» 選んだ文章:
────────
2021-10-29
<なんでも基礎が大切!漆塗りの下塗りの話>
ある漆職人が言った言葉です。
漆塗りのお椀を作る時
本当に深い赤を出すためには
赤を塗る前に
黒でしっかり下塗りをする必要があると・・
この下塗りはとても大切で
表には出てこない色でも
作品の出来を左右するくらいの
大切な塗りなのです。
美しい色、発色は
1回か2回塗った位ではできません。
見えない下塗りが
表の色を引き立たせ、発色を助けるのです。
この朱色や漆黒の輝き、高級感を出すには
かなりの手間暇と技術が必要です。
下塗りを端折ったり
塗りが甘いと色の出方が
中途半端になります。
また、塗りが均一でないと
発色は勿論、手触りもよくない
三流のお椀になってしまうのです。
私も作品を作る時は
何より神経を注ぐのが
ベースコートです。
表の色を決めてから
どのような下塗りをしたら
発色がよくなるかを考えます。
特に絵の具が
トランスペアレント(半透明)なものは
何度下塗りをしても
色が上がってこないものです。
────────
» 記録一覧:
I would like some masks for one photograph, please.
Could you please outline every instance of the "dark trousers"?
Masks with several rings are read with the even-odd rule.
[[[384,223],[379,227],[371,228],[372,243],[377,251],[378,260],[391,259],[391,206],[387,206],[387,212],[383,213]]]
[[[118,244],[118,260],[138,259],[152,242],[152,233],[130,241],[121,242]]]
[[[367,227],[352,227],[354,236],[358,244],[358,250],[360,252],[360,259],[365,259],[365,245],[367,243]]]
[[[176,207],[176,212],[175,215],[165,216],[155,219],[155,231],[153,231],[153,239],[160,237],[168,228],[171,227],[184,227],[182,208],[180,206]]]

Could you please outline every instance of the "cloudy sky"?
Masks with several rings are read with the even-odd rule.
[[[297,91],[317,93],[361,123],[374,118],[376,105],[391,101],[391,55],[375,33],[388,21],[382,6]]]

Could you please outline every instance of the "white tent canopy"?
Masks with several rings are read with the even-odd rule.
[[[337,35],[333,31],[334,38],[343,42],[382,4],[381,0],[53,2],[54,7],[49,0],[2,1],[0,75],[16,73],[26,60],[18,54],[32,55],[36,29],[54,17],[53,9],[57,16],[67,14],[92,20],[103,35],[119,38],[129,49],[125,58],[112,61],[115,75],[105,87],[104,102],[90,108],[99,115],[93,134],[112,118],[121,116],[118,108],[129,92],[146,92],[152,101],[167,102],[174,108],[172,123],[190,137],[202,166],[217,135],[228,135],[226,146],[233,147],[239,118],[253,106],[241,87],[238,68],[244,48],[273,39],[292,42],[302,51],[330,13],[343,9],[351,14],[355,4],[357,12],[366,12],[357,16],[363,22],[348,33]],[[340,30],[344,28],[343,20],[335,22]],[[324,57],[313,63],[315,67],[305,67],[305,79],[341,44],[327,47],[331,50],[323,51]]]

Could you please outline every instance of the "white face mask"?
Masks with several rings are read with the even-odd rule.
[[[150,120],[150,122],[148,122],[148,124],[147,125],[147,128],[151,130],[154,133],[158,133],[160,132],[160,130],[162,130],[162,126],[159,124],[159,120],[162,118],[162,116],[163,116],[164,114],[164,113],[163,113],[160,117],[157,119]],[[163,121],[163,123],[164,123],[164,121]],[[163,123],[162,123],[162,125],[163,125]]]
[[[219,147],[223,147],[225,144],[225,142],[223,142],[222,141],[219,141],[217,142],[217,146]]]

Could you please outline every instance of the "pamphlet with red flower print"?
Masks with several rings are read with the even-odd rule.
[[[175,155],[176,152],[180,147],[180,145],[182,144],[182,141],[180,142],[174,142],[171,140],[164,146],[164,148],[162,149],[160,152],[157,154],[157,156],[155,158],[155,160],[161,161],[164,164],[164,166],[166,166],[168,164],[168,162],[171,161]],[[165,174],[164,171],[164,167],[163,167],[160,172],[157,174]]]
────────
» やること:
• 1. 漆塗りの下塗りの文章の「また、塗りが均一でないと」から「色が上がってこないものです。」までを、「ベースコート」を「下地塗り」に入れ替えて書き直してください。
• 2. 記録のうち「white」という語を含む行を、すべて集めて書き写してください。
漆塗りの下塗りの文章と記録は、互いに関係がありません。

» 答えの例:
• 1.
また、塗りが均一でないと
発色は勿論、手触りもよくない
三流のお椀になってしまうのです。
私も作品を作る時は
何より神経を注ぐのが
下地塗りです。
表の色を決めてから
どのような下塗りをしたら
発色がよくなるかを考えます。
特に絵の具が
トランスペアレント(半透明)なものは
何度下塗りをしても
色が上がってこないものです。

• 2.
Could you please outline every instance of the "white tent canopy"?
Could you please outline every instance of the "white face mask"?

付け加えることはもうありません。